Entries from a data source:
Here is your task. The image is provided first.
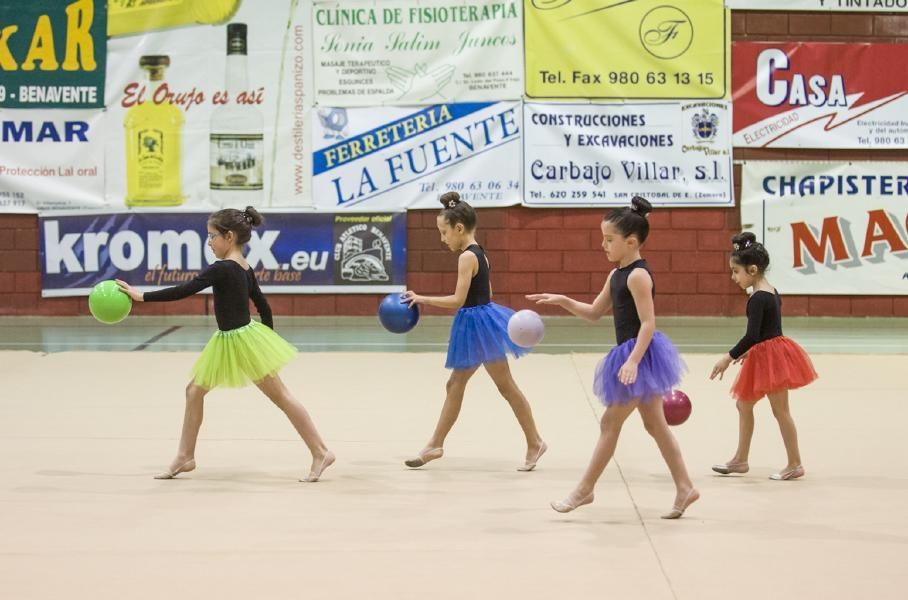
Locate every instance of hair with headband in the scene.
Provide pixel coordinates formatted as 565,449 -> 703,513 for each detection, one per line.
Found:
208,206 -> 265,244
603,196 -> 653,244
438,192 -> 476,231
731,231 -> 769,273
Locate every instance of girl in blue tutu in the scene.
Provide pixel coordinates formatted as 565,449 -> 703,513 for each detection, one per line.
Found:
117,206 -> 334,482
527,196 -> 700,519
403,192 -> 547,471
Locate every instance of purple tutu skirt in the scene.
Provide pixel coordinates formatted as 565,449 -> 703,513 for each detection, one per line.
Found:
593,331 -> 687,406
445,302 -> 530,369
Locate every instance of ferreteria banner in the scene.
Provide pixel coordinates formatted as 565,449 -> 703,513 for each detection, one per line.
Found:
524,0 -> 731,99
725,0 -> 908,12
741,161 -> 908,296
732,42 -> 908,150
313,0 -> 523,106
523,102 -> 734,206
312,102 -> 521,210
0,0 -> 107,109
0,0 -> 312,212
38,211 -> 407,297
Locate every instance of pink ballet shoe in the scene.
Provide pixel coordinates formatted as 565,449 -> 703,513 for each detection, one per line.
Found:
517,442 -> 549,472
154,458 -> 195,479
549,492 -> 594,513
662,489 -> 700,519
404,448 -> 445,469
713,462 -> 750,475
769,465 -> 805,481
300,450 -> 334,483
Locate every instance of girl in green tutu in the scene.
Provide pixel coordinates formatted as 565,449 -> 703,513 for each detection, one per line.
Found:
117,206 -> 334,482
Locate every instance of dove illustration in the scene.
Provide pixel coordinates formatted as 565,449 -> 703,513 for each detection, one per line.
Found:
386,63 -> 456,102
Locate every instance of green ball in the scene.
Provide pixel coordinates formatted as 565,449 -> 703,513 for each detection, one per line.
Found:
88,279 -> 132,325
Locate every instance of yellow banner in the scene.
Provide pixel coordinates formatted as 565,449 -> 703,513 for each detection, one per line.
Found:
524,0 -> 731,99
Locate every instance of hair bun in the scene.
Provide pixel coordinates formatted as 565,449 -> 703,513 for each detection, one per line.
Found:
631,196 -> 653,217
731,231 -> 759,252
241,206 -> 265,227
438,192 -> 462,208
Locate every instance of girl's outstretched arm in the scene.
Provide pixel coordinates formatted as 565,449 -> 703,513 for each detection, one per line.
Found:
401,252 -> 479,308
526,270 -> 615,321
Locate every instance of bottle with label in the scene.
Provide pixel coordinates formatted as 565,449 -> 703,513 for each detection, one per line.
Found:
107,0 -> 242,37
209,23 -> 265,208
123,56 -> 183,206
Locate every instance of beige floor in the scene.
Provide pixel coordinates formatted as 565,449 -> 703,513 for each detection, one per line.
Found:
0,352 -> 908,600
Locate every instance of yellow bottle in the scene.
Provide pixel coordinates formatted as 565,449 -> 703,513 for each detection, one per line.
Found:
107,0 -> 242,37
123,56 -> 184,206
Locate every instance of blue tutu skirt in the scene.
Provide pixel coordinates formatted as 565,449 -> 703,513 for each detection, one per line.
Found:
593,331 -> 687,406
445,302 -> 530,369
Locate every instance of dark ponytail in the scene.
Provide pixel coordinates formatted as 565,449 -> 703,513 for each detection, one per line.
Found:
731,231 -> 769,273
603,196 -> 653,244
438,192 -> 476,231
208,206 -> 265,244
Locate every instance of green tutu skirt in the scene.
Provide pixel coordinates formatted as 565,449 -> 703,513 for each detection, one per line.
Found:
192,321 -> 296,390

PROBLEM REQUIREMENTS ▸
Can you copy out every entry above word for word, leaving the pictures out?

THE SOLUTION ▸
Here is your task. The image is provided first.
Locate every instance of hair with headband in the scene.
Provide pixel coordinates formatted as 565,449 -> 703,513 for each detection, one per line.
Found:
208,206 -> 265,244
603,196 -> 653,244
438,192 -> 476,231
731,231 -> 769,273
Locate every instance of girl in blue tutu in the scene.
Provide pixel coordinates formatted as 565,449 -> 703,513 for each detection, one per line.
Found:
117,206 -> 334,482
527,196 -> 700,519
403,192 -> 547,471
Locate every instance of purple tutu skirt in the scene.
Provide pixel coordinates formatted as 565,449 -> 703,513 for each detection, one per line.
Found:
593,331 -> 687,406
445,302 -> 530,369
Locate every instance of ferreteria banner in the scene.
Provide pixel coordinates formatted as 565,449 -> 703,513 for each detection, one per line.
Found:
524,0 -> 731,99
725,0 -> 908,12
741,161 -> 908,296
732,42 -> 908,150
313,0 -> 523,106
523,102 -> 734,206
312,102 -> 521,210
0,0 -> 107,109
0,0 -> 312,212
38,211 -> 407,297
Locate every instance of pink ballet shoe in the scene.
Provide pixel coordinates formatted as 565,449 -> 703,513 for each detection, one per line.
Found:
517,442 -> 549,472
154,458 -> 195,479
549,492 -> 594,513
662,489 -> 700,519
404,448 -> 445,469
713,462 -> 750,475
769,465 -> 805,481
300,450 -> 334,483
Locate every instance of girl in green tutu in the scene.
Provide pixel coordinates formatted as 565,449 -> 703,513 for each detection, one per line.
Found:
117,206 -> 334,482
Locate every instance of dove illustration in the scene.
Provide pixel coordinates formatted as 565,449 -> 703,513 for each detection, one per line.
Found:
386,63 -> 456,102
Locate every instance of green ball in the scene.
Provide pixel coordinates formatted as 565,449 -> 703,513 for each detection, one per line.
Found:
88,279 -> 132,325
Locate every instance of yellow banner in the scene.
Provide pixel coordinates formatted as 565,449 -> 703,513 for each detection, one per line.
Found:
524,0 -> 731,99
Locate every instance of hair bun in the scene.
Provide pixel coordinates formatted as 565,449 -> 703,513 for each detection, one per line.
Found:
631,196 -> 653,217
731,231 -> 759,252
241,206 -> 265,227
438,192 -> 462,208
Locate every instance of girl's outstretched arm in the scene.
Provide pixel coordinates formatted as 565,449 -> 703,513 for each detection, one per line.
Found:
401,252 -> 479,308
526,270 -> 615,321
Locate every instance of bottle with label in the scene.
Provide pixel coordinates formatted as 565,449 -> 703,513 for each detection, one per line.
Found:
107,0 -> 242,37
209,23 -> 265,208
123,56 -> 183,206
Locate every instance of beige floor in the scene.
Provide pixel coordinates formatted as 565,449 -> 703,513 for each detection, one per line.
Found:
0,352 -> 908,600
Locate every instance of yellow bottle in the scene.
Provide pixel coordinates formatted as 565,449 -> 703,513 for each detection, one per line.
Found:
107,0 -> 242,37
123,56 -> 184,206
Locate every instance of blue tutu skirt in the scene.
Provide pixel coordinates formatted as 565,449 -> 703,513 for each detection, one per line.
Found:
593,331 -> 687,406
445,302 -> 530,369
Locate every instance of dark ponytail in the scene.
Provide pixel coordinates formatted as 565,449 -> 703,513 for each detection, one per line.
Found:
731,231 -> 769,273
603,196 -> 653,244
438,192 -> 476,231
208,206 -> 265,244
Locate every instance of green tutu skirt in the scene.
Provide pixel coordinates formatted as 565,449 -> 703,513 for each detection, one per line.
Found:
192,321 -> 296,390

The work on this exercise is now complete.